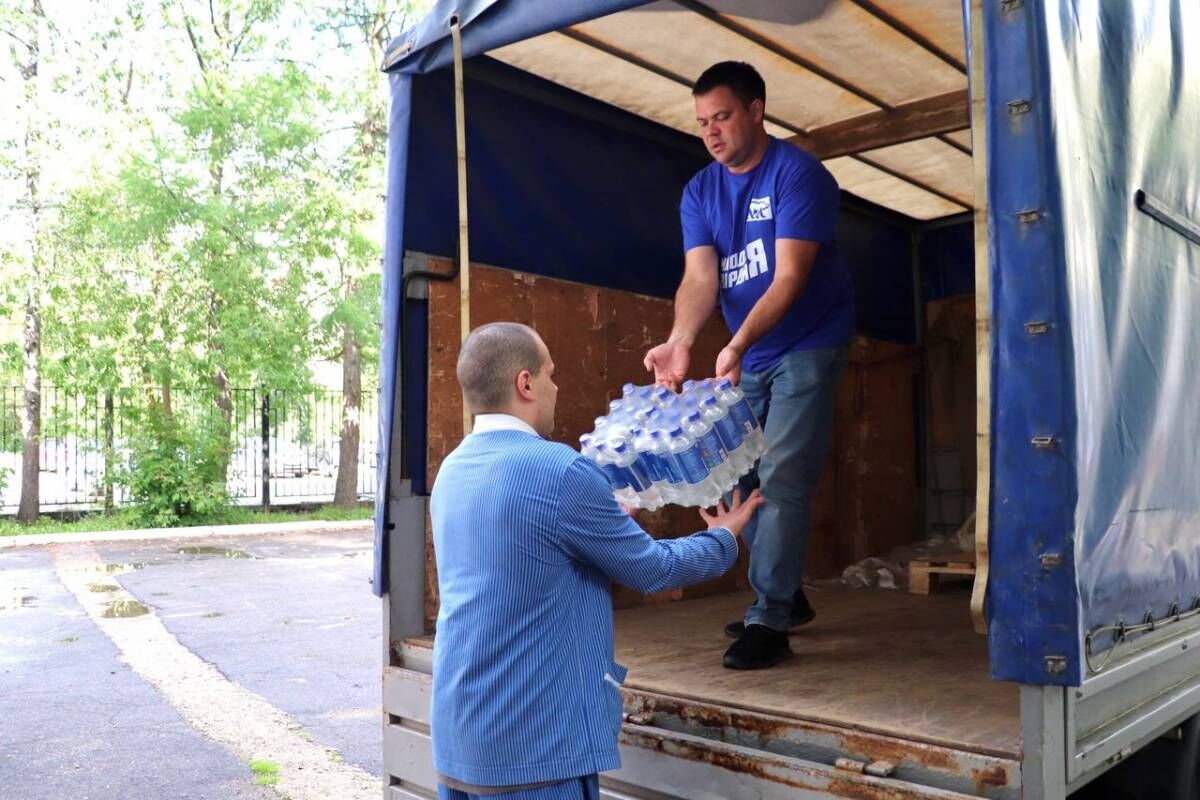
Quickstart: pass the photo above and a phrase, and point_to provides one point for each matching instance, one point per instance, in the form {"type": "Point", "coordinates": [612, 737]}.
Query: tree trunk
{"type": "Point", "coordinates": [225, 404]}
{"type": "Point", "coordinates": [346, 492]}
{"type": "Point", "coordinates": [31, 416]}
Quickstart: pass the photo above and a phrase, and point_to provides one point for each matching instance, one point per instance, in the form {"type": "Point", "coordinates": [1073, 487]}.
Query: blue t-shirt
{"type": "Point", "coordinates": [790, 194]}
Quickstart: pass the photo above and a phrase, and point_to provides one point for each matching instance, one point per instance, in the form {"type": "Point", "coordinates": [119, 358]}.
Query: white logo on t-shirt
{"type": "Point", "coordinates": [760, 209]}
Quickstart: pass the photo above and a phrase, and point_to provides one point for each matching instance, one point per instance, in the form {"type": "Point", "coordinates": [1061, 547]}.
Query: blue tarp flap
{"type": "Point", "coordinates": [1126, 104]}
{"type": "Point", "coordinates": [391, 322]}
{"type": "Point", "coordinates": [1096, 501]}
{"type": "Point", "coordinates": [1033, 619]}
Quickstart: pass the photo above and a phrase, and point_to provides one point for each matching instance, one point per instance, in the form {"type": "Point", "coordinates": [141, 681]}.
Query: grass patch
{"type": "Point", "coordinates": [265, 773]}
{"type": "Point", "coordinates": [232, 516]}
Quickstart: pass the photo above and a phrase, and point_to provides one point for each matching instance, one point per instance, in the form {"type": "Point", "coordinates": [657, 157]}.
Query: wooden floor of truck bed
{"type": "Point", "coordinates": [874, 660]}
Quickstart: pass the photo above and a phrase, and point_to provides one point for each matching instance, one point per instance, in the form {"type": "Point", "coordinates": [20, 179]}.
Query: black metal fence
{"type": "Point", "coordinates": [285, 446]}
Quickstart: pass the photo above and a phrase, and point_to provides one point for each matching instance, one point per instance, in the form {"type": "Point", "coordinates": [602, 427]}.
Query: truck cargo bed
{"type": "Point", "coordinates": [887, 696]}
{"type": "Point", "coordinates": [882, 661]}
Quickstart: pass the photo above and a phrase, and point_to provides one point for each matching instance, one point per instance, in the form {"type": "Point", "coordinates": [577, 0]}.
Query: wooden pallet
{"type": "Point", "coordinates": [924, 570]}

* AIM OF THE EXERCISE
Which lines run from the one containing "Query: white logo on t-shirt" to the end of the data? Output them exactly, with nothing added.

* RESULT
Query: white logo on t-shirt
{"type": "Point", "coordinates": [760, 209]}
Quickstart: pass the photo above and a phrase, and point_to provides one point for each matching instance, one point per instance, in the form {"type": "Point", "coordinates": [1061, 547]}.
Query: blue tarp flap
{"type": "Point", "coordinates": [1126, 104]}
{"type": "Point", "coordinates": [391, 322]}
{"type": "Point", "coordinates": [1096, 501]}
{"type": "Point", "coordinates": [1033, 619]}
Quickstart: pass the photo above and a phrase, and point_to provides one point for each matching instance, one point per instance, in the form {"type": "Point", "coordinates": [141, 681]}.
Query: grass patch
{"type": "Point", "coordinates": [265, 773]}
{"type": "Point", "coordinates": [232, 516]}
Quickstart: pass the photo above and a phrase, and point_to provides one point for each matching instance, one point per instance, in the form {"type": "Point", "coordinates": [657, 157]}.
Query: wooden floor of truck bed
{"type": "Point", "coordinates": [874, 660]}
Quickstart: pass the photo above and a phrase, and point_to provides one point for each matching instance, one point per instance, in the form {"type": "Point", "coordinates": [20, 179]}.
Query: black metal fence
{"type": "Point", "coordinates": [285, 446]}
Quickstart: pass the photo above and a phrase, and point_to provides one point for each matching instance, one point per instance, in the form {"type": "Point", "coordinates": [602, 427]}.
Query: truck cargo bed
{"type": "Point", "coordinates": [887, 696]}
{"type": "Point", "coordinates": [882, 661]}
Quickstart: pass the photo above and a phrase, and point_to provides one point for each matching instance, one point per instance, in the form {"type": "Point", "coordinates": [577, 0]}.
Query: wooden pallet
{"type": "Point", "coordinates": [924, 570]}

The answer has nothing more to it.